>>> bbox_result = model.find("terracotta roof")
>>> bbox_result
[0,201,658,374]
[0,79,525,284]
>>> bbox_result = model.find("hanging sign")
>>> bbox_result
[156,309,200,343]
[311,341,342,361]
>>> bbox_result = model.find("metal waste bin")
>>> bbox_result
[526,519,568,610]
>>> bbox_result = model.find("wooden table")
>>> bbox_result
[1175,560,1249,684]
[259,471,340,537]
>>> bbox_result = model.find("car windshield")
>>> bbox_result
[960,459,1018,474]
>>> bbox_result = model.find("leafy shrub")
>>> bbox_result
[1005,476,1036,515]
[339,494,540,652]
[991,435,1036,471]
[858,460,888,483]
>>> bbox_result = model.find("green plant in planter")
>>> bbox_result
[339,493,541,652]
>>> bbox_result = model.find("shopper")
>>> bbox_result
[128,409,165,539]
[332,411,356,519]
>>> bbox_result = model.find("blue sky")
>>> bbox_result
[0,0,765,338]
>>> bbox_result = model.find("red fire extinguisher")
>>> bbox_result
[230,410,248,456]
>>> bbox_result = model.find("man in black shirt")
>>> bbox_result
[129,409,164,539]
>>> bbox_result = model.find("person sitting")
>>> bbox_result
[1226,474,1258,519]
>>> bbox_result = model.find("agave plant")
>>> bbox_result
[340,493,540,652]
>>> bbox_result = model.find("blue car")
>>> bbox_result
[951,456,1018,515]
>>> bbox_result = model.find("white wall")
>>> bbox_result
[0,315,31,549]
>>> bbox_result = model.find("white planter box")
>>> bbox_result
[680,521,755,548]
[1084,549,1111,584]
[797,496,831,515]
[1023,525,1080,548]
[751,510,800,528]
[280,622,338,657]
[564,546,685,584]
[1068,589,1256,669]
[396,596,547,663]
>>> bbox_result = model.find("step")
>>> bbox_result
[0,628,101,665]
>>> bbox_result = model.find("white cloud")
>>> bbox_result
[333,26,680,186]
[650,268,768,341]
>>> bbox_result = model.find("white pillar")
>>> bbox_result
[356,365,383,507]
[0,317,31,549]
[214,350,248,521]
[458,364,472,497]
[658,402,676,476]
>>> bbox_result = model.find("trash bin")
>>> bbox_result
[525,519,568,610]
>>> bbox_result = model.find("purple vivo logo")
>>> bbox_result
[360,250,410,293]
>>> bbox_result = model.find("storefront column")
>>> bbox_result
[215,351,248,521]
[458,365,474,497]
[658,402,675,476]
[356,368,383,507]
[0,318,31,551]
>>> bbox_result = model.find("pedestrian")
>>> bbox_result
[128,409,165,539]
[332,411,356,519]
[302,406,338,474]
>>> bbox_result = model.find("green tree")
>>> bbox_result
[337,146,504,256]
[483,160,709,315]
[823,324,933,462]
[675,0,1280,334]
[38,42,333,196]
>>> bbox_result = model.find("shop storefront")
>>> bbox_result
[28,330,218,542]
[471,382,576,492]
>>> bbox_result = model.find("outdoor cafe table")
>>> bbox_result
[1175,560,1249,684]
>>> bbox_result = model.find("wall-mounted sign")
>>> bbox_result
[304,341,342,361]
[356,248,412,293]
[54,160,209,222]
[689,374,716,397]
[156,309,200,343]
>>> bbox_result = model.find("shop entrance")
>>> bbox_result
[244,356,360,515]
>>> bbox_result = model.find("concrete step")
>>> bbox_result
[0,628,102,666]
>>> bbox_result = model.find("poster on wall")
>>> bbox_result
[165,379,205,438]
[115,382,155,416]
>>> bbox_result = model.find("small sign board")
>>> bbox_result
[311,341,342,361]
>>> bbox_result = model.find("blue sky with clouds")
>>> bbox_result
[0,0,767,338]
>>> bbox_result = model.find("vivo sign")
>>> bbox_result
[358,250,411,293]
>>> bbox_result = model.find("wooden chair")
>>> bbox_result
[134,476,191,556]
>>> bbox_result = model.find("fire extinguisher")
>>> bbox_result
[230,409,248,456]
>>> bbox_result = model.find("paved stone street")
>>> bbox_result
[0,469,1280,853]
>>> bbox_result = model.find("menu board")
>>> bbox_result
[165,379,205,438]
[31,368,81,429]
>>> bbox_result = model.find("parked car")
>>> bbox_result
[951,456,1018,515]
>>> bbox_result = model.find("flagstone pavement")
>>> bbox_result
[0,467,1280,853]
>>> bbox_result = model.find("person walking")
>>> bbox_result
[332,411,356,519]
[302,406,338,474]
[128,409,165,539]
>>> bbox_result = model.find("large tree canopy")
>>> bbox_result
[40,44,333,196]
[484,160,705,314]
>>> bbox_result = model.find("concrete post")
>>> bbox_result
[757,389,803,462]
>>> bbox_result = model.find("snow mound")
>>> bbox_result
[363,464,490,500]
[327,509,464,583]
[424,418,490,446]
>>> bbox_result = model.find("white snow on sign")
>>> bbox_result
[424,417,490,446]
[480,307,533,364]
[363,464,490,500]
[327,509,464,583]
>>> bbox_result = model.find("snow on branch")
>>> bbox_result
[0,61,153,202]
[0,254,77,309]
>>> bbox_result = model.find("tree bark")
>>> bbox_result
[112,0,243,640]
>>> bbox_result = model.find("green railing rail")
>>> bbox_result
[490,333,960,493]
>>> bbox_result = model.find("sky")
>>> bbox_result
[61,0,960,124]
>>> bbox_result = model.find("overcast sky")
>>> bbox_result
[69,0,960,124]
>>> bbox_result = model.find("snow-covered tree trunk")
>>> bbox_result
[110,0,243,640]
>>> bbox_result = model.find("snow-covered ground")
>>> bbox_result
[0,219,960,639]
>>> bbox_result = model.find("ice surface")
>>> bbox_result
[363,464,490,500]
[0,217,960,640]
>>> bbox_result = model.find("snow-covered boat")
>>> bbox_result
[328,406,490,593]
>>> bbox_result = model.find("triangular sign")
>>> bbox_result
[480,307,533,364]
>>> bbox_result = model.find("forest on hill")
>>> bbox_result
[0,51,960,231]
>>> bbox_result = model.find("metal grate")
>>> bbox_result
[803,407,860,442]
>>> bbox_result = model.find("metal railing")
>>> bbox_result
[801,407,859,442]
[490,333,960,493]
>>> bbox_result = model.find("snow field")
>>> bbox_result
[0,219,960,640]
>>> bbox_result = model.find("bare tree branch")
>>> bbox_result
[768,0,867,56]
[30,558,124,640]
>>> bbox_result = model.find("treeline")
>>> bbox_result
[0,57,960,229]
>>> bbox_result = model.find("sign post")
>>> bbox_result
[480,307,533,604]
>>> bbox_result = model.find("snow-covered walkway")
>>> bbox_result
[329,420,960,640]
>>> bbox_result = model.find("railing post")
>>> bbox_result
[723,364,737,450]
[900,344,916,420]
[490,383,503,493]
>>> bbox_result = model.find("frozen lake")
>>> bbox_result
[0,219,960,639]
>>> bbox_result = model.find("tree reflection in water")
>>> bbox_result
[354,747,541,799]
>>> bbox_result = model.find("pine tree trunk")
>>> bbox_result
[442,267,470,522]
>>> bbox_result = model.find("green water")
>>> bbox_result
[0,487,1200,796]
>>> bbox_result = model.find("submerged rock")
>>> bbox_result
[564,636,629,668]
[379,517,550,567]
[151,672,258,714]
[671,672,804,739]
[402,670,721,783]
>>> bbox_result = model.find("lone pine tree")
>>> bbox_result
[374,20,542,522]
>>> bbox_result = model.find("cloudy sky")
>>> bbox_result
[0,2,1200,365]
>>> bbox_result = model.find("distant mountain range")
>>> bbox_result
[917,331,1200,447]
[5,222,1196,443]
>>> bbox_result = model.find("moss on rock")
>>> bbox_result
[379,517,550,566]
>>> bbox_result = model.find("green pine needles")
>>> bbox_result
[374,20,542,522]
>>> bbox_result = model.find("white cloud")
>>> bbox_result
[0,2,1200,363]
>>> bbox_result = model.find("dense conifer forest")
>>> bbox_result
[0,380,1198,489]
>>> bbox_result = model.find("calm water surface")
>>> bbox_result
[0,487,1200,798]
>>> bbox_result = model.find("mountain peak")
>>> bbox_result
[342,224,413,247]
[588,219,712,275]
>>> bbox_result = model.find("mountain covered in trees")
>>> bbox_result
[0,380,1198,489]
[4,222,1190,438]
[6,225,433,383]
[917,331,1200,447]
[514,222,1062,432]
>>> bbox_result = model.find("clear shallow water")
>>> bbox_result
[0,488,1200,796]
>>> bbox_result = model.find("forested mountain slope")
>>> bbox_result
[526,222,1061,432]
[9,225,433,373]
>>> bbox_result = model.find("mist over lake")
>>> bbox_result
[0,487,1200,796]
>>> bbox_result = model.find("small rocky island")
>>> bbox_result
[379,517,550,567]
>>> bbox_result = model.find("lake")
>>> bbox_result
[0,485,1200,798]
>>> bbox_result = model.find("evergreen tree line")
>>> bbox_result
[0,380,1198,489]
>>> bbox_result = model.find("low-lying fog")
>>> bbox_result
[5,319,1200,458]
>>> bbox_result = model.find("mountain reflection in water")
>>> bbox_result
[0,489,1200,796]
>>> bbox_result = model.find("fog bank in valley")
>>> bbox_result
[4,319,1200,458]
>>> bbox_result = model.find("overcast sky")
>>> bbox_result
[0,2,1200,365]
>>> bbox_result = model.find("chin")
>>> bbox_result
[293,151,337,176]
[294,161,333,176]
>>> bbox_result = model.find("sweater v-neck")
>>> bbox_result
┄┄┄┄┄┄┄┄┄┄
THE TASK:
Locate every line in the entries above that contains the word "pine" and copy each one. Case counts.

COMPLETED EXERCISE:
>>> bbox_result = model.find("pine tree trunk")
>>> bbox_result = model.find("lone pine tree")
>>> bbox_result = model.find("green pine needles")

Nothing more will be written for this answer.